_Task directions_: Look at the entries below and reproduce them exactly.

* Start Available data *

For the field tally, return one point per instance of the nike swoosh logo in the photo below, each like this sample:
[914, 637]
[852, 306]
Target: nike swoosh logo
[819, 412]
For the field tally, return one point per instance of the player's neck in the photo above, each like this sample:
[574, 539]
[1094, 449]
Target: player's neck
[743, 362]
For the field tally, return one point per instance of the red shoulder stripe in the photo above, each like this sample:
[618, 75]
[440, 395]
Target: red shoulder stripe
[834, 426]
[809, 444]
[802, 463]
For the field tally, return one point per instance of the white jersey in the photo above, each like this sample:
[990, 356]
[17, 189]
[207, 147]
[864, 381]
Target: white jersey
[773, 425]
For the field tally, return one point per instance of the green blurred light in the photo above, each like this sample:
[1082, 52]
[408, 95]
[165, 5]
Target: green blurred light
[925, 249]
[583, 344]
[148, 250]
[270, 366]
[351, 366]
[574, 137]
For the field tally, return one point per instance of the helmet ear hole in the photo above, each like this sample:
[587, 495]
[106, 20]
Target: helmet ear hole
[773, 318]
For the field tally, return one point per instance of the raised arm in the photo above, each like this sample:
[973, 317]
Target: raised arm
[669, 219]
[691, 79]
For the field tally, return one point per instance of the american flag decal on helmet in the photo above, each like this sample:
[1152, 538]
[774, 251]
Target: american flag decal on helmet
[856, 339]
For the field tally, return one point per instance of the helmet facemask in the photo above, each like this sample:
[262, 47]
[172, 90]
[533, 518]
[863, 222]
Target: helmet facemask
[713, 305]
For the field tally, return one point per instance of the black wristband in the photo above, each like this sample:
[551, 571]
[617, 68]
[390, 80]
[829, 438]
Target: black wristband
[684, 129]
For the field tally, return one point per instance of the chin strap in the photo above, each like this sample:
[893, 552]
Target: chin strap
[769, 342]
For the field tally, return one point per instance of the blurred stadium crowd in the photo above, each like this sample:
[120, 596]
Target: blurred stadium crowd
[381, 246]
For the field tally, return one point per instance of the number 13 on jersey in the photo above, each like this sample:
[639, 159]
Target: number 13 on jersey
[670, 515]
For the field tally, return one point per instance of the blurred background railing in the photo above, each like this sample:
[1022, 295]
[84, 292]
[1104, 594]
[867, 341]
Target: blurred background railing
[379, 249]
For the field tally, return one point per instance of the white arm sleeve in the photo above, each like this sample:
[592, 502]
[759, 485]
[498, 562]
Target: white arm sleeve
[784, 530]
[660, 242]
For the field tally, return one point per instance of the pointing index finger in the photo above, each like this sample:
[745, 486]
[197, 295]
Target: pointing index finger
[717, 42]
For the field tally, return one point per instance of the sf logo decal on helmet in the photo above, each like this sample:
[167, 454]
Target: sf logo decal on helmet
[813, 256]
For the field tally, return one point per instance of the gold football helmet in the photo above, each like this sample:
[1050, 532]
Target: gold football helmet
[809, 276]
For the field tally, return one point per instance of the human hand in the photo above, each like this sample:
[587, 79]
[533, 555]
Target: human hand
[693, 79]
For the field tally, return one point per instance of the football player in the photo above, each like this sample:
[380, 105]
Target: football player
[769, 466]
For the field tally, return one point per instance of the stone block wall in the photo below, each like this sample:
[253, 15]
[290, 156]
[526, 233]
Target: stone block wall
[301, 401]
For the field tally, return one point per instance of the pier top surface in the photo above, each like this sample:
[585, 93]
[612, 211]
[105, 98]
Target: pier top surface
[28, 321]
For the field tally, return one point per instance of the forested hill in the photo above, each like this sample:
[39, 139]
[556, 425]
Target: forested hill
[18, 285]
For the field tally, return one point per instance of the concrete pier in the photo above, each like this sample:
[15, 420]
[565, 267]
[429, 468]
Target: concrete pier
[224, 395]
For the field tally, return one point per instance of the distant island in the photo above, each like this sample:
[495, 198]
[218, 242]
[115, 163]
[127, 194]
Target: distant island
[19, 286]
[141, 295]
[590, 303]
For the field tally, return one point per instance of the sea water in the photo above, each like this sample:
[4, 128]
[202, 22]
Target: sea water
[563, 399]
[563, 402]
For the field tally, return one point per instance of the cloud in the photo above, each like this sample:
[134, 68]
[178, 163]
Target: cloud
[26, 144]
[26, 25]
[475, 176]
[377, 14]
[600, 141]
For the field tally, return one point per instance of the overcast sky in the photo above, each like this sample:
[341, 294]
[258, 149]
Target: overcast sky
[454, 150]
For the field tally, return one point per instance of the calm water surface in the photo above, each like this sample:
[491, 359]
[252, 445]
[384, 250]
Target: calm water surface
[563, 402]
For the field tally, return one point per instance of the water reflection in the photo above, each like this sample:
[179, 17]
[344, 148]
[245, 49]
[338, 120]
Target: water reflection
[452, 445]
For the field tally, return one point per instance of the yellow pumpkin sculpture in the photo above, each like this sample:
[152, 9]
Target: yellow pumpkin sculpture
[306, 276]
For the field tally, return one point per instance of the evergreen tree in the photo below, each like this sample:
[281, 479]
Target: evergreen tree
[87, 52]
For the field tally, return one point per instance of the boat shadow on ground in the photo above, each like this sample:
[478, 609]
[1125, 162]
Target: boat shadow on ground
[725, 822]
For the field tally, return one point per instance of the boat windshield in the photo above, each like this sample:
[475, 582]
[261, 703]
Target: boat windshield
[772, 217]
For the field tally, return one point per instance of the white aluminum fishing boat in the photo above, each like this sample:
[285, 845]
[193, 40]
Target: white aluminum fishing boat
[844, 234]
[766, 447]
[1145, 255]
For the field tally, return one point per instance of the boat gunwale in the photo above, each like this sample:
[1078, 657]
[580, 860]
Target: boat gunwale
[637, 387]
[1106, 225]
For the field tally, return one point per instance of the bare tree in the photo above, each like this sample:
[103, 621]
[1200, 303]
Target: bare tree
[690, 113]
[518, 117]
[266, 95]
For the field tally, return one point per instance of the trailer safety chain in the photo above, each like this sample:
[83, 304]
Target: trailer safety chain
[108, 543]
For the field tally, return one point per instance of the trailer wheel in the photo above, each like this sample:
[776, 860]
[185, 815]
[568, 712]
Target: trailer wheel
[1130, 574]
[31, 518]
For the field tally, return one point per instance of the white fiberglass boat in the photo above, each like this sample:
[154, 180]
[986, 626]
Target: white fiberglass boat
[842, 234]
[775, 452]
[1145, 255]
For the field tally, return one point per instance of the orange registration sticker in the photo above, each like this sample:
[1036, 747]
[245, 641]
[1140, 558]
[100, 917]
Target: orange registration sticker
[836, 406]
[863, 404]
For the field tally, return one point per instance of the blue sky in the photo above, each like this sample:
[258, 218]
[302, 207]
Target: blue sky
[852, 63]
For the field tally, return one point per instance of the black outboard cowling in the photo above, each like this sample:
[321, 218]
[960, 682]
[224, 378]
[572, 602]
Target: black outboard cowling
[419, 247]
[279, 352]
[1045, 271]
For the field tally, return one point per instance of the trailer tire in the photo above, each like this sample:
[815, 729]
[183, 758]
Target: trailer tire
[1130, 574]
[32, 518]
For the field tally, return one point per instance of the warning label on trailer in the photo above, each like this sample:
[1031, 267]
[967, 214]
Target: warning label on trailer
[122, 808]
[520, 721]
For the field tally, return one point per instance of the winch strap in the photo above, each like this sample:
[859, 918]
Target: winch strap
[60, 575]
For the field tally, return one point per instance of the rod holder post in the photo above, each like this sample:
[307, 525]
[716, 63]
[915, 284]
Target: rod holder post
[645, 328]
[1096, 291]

* End Available data *

_Response_:
For the field tally, return one point per instance of the nike swoosh logo in the photo below, each like this sample:
[914, 637]
[852, 306]
Target: nike swoosh logo
[819, 412]
For the field tally, return one point per instance of the player's neck in the photo above, each like this sample:
[574, 539]
[1094, 449]
Target: player's neck
[743, 362]
For the field tally, return one point per instance of the red shoulder stripe in the photo above, each like this sample:
[618, 75]
[440, 395]
Target: red shoulder stripe
[834, 426]
[809, 444]
[802, 463]
For the field tally, return one point per instance of the white jersey in the photo above, each like this sample:
[990, 356]
[17, 189]
[207, 147]
[864, 381]
Target: white jersey
[773, 425]
For the field tally, return one point per instance of the green blurred light in the photo above, each like this sample:
[1082, 52]
[408, 95]
[165, 5]
Target: green blurred light
[925, 249]
[583, 344]
[148, 250]
[270, 366]
[351, 366]
[574, 137]
For the field tally, return one point per instance of the helmet ear hole in the photo above, each like this sample:
[587, 495]
[106, 20]
Target: helmet ear hole
[773, 318]
For the field tally, return one point per instance of the raised arm in the photo above, each like this sample:
[973, 317]
Target: raised arm
[669, 219]
[691, 79]
For the field tally, return one point per instance of the american flag decal on helmet in the photo above, each like this sample:
[1152, 538]
[774, 251]
Target: american flag decal on helmet
[856, 339]
For the field tally, return one point per instance of the helmet facemask in the photo above, each like this sample:
[262, 47]
[172, 90]
[533, 518]
[863, 222]
Target: helmet facemask
[713, 305]
For the field tally, return one point per instance of the black wristband in the photo above, each like this sample:
[551, 571]
[617, 68]
[390, 80]
[829, 438]
Target: black wristband
[684, 129]
For the field tally, return one point per instance of the chin strap in the photo above, each like this sample:
[893, 552]
Target: chin strap
[769, 342]
For the field tally, return one point per instance of the blurred stadium crowd in the photo above, each like this sample:
[120, 596]
Target: blurred stadium crowd
[381, 246]
For the field tally, return one point per instance of the number 13 on jersey in the photo above, each like this sample:
[639, 159]
Target: number 13 on jersey
[670, 515]
For the field tally, return one point per instance of the blurred background railing in the photo above, each like this sample:
[1022, 295]
[84, 292]
[1104, 594]
[867, 341]
Target: blurred background railing
[379, 249]
For the field tally, return one point per instance of the white arm sleeve in the photo above, each like this sample:
[592, 502]
[759, 485]
[498, 562]
Target: white arm sleeve
[784, 530]
[660, 242]
For the field tally, return one point per instance of the pointing index finger in the photo above, each like this sample:
[745, 486]
[197, 295]
Target: pointing index finger
[717, 42]
For the field tally, return one point per instance of the sf logo decal on helmet in the photo above, each like this sample:
[167, 454]
Target: sf logo decal on helmet
[813, 256]
For the field tally, return one point per instance of the gold football helmet in the photo above, each like this sample:
[1050, 532]
Target: gold football helmet
[809, 276]
For the field tally, return one point per instance of the human hand in the photo above, each like this sample:
[587, 79]
[533, 555]
Target: human hand
[693, 79]
For the field tally, return one point per instance of the football player in the photo above, each like this sample:
[380, 105]
Target: football player
[769, 466]
For the field tally, return one point per instance of the stone block wall in the photo below, each like this sample:
[253, 15]
[290, 156]
[526, 233]
Target: stone block wall
[301, 401]
For the field tally, return one point per instance of the pier top surface in the photo above, each like this sample:
[585, 93]
[612, 211]
[105, 98]
Target: pier top surface
[28, 321]
For the field tally, return one point per instance of the forested hill in the photo above, each like this sample:
[39, 139]
[556, 425]
Target: forested hill
[18, 285]
For the field tally, return one point per instance of the concrete pier in the photo above, each like this sample:
[15, 420]
[565, 267]
[429, 468]
Target: concrete pier
[224, 395]
For the field tally, return one point per instance of the distant island in the photo above, each like this sample:
[495, 198]
[218, 242]
[115, 163]
[127, 194]
Target: distant island
[19, 286]
[141, 295]
[590, 303]
For the field tally, return one point per instance of the sea water in the photo above, each like this sample:
[4, 128]
[202, 22]
Target: sea water
[563, 399]
[563, 402]
For the field tally, return one point per instance of the cloud in the photo above, each like this sample:
[134, 68]
[178, 163]
Target: cloud
[26, 144]
[26, 25]
[475, 176]
[377, 14]
[600, 141]
For the field tally, return one point per instance of the overcast sky in the photo above, each like this sample:
[341, 294]
[258, 149]
Target: overcast sky
[454, 150]
For the field tally, return one point per instance of the calm water surface in the photo above, each like this sample:
[491, 359]
[252, 445]
[384, 250]
Target: calm water surface
[563, 402]
For the field tally, return one point per instance of the water reflection in the photo above, each like this sample:
[179, 17]
[344, 148]
[245, 49]
[338, 120]
Target: water reflection
[452, 445]
For the field tally, return one point per instance of the yellow pumpkin sculpture in the photo above, each like this sample:
[152, 9]
Target: yellow pumpkin sculpture
[306, 276]
For the field tally, return one point per instance of the evergreen tree in the photo below, each like this sample:
[281, 479]
Target: evergreen tree
[87, 52]
For the field tally, return one point per instance of the boat shadow on ground in the photo above, each like this sample:
[478, 609]
[1125, 162]
Target: boat shadow on ground
[725, 822]
For the field tally, return one point per instance of the boat windshield in the photo above, each like this sample:
[475, 582]
[261, 703]
Target: boat windshield
[772, 217]
For the field tally, return one point per instance of the white aluminum fishing boat in the photo above, each like this sample:
[285, 845]
[193, 40]
Target: white aluminum fishing boat
[844, 234]
[766, 447]
[1145, 255]
For the field tally, return one point per instance of the boat gunwale in the photo above, each like this sample:
[1078, 657]
[580, 860]
Target: boat gunwale
[637, 387]
[1106, 225]
For the field tally, return one point per instance of the bare tree in the photo above, each like this sample:
[103, 621]
[1200, 303]
Target: bare tree
[690, 113]
[518, 117]
[266, 95]
For the field tally, return one point per instance of the trailer safety chain in the photo above, each like this sample:
[83, 304]
Target: trailer safety chain
[108, 543]
For the field tally, return one point per instance of the trailer wheel in the photo above, each like this sample:
[776, 860]
[185, 815]
[568, 712]
Target: trailer wheel
[1130, 574]
[31, 518]
For the field tally, return one point per instance of the white fiberglass boat in the photo above, each like this sample:
[154, 180]
[986, 626]
Target: white fiberglass boat
[842, 234]
[775, 452]
[1145, 255]
For the field tally, return one point per instance of the orange registration sticker in the photo above, each like this sample:
[1036, 747]
[245, 641]
[1140, 558]
[100, 917]
Target: orange registration sticker
[836, 406]
[863, 404]
For the field tally, return one point per instance of the blue sky in the photo above, each like this sample:
[258, 218]
[302, 207]
Target: blue sky
[852, 63]
For the field tally, return one point per instance of the black outboard cowling in the photo above, each like this sample:
[321, 218]
[960, 682]
[224, 378]
[572, 602]
Target: black outboard cowling
[419, 247]
[279, 352]
[1045, 271]
For the field tally, return one point per instance of the trailer tire in the photo above, each like this sample:
[815, 729]
[183, 758]
Target: trailer tire
[1130, 574]
[32, 518]
For the field tally, return one point per instance of the warning label on trailer in the photo above, each like this sample:
[1031, 267]
[967, 214]
Target: warning label on trailer
[122, 808]
[520, 721]
For the field tally, return one point per instance of the winch strap in the photo above, each like this sample:
[859, 918]
Target: winch strap
[60, 575]
For the field tally, return one point per instance of the rod holder post in the photo above, each like this sample:
[307, 525]
[716, 63]
[915, 284]
Target: rod holder post
[645, 328]
[1096, 291]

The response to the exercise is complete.